_EXERCISE:_
Report how many lines in the following entries contain "truck". Nothing else should be given.

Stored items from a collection

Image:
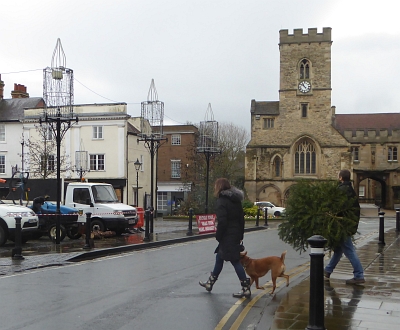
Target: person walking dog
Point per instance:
(346, 247)
(230, 231)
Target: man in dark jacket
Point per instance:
(230, 231)
(346, 247)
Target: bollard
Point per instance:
(258, 217)
(16, 253)
(190, 230)
(317, 303)
(88, 230)
(266, 217)
(146, 231)
(151, 220)
(381, 228)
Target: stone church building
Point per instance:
(301, 136)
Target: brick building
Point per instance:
(301, 136)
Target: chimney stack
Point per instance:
(1, 89)
(19, 92)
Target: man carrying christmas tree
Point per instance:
(346, 247)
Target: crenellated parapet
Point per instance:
(299, 37)
(372, 135)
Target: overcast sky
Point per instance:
(223, 52)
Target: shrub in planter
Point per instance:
(317, 208)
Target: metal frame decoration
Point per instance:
(151, 132)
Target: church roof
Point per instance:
(13, 109)
(264, 107)
(367, 121)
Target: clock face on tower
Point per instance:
(304, 86)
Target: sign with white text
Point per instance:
(206, 223)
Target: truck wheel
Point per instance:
(53, 232)
(3, 238)
(73, 232)
(97, 225)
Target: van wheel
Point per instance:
(3, 238)
(73, 232)
(97, 225)
(53, 232)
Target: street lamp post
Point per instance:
(137, 168)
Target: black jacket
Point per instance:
(230, 227)
(351, 194)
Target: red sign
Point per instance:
(206, 223)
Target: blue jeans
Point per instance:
(219, 264)
(346, 248)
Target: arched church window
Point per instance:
(277, 167)
(305, 69)
(305, 158)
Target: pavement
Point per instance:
(374, 305)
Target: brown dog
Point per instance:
(257, 268)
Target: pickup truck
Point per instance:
(100, 200)
(29, 222)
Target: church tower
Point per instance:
(293, 138)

_TASK SOLUTION:_
2